- [УСЛОВИЕ ЗАДАЧИ A] Можете выписать записи от строки с «point: the house window in this photo» до строки с «(1239, 145)» включительно, переименовав «flat roof» в «pitched roof» и ничего больше не меняя?

##############################

Так и «несравненно беднейший» Цой – горец тех вершин, на которые не дано было ступить, скажем, тому же Бродскому при всей метафизической глубине его переживаний. Ну а как удавалось этому юноше покорять свои головокружительные высоты – это ведомо одному Богу, который, как известно, любит скрывать Себя от «мудрого мира» и открывать младенцам...
Несколько десятков песен, тоненькая ученическая тетрадка стихов – вот и всё, что дано было ему сказать. Не так уж и мало. И сегодня на Богословском кладбище Санкт-Петербурга всё так же шумят ели, где-то проносятся электрички, дежурят поклонники.
И в подземных переходах новые поколения тянут на плохо настроенных гитарах «Группу крови» и «Звезду по имени Солнце». А на вопрос «почему» отвечают: «он честный». Вот так: шквал музыки на любой вкус, всемирный потоп информации, а настоящего – всё та же щепотка. Но тому, кто понял, что всё находится в нас, большего и не надо.

##############################

- [УСЛОВИЕ ЗАДАЧИ B] Можете перепечатать без изменений отрывок текста о Цое от слов «Несколько десятков песен, тоненькая» до слов «электрички, дежурят поклонники.» включительно?

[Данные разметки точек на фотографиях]
##############################

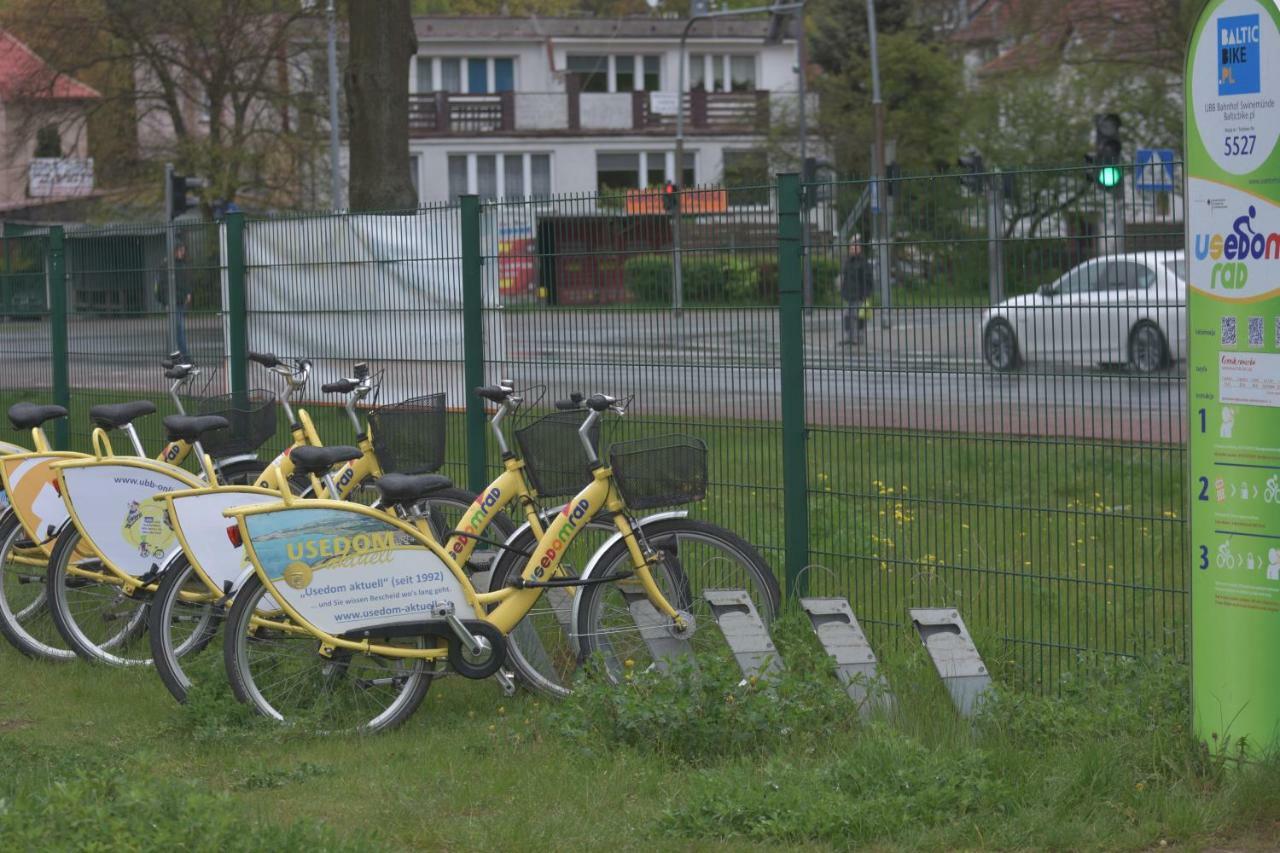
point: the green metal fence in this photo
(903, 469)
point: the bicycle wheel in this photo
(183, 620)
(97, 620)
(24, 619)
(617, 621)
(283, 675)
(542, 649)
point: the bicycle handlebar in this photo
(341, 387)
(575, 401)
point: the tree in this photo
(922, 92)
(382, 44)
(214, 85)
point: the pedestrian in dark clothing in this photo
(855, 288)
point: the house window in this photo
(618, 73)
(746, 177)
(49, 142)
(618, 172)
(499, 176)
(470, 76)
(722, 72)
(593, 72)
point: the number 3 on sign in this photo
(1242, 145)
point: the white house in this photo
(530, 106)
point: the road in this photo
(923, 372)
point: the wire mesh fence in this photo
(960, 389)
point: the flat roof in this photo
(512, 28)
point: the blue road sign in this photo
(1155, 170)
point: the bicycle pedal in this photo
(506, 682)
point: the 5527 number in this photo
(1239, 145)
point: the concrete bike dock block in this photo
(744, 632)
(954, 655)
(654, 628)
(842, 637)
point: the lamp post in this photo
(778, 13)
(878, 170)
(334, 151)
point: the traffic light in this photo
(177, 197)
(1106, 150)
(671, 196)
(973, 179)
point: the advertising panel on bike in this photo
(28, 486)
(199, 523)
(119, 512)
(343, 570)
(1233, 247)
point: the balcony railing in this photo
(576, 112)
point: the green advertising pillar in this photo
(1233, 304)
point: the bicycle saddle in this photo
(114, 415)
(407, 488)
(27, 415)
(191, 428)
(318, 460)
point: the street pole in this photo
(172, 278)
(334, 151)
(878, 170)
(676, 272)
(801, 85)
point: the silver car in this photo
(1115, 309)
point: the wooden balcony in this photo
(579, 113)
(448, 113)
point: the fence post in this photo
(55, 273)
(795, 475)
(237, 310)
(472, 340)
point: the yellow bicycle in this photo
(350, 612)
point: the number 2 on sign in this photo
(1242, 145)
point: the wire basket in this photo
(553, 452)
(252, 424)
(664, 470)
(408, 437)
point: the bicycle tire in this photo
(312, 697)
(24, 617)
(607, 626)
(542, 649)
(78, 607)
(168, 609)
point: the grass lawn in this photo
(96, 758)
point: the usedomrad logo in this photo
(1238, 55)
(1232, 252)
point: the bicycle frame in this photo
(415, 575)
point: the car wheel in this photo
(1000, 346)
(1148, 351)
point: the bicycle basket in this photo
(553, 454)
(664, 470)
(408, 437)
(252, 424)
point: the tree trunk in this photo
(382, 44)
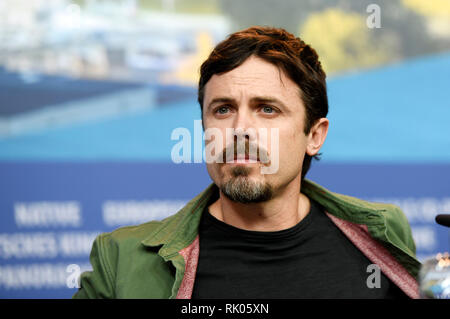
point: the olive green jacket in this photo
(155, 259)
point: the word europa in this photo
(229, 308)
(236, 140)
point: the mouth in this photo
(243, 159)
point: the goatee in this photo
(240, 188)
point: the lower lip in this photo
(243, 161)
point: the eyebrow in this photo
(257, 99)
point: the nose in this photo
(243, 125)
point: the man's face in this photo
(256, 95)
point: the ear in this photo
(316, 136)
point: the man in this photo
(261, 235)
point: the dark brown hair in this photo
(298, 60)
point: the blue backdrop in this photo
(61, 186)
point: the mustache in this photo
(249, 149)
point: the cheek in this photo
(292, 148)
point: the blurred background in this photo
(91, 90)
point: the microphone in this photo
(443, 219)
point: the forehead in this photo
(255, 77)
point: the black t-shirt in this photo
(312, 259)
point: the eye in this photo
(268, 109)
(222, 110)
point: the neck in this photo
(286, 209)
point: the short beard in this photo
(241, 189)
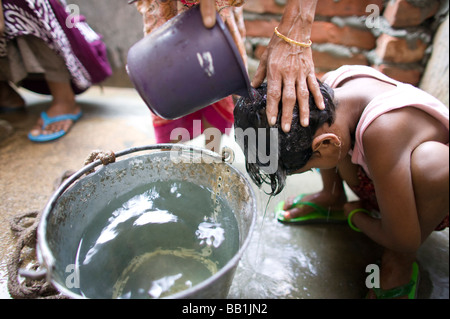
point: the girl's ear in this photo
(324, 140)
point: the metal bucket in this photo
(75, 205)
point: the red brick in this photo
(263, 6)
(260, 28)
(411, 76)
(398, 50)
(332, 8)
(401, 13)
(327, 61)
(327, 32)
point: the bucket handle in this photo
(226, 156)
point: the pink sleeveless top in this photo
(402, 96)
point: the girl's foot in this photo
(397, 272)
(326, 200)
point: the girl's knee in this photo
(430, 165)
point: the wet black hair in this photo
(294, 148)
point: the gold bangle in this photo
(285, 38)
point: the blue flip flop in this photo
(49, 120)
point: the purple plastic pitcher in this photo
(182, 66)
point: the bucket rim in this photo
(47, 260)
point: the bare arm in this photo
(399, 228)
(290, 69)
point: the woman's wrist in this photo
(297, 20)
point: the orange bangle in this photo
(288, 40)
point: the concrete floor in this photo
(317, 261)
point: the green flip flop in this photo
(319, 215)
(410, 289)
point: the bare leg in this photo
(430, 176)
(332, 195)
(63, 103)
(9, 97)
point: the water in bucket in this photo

##############################

- [РЕЗУЛЬТАТ A]
point: the house window in this photo
(618, 73)
(746, 177)
(49, 142)
(618, 172)
(499, 176)
(470, 76)
(722, 72)
(593, 72)
point: the number 3 on sign in this photo
(1242, 145)
point: the white house in this photo
(530, 106)
point: the road in this photo
(923, 372)
point: the wire mesh fence in this photo
(960, 389)
point: the pitched roof in this photo
(512, 28)
point: the blue road sign in this photo
(1155, 170)
point: the bicycle pedal in this photo
(506, 682)
point: the 5527 number in this photo
(1239, 145)

- [РЕЗУЛЬТАТ B]
Несколько десятков песен, тоненькая ученическая тетрадка стихов – вот и всё, что дано было ему сказать. Не так уж и мало. И сегодня на Богословском кладбище Санкт-Петербурга всё так же шумят ели, где-то проносятся электрички, дежурят поклонники.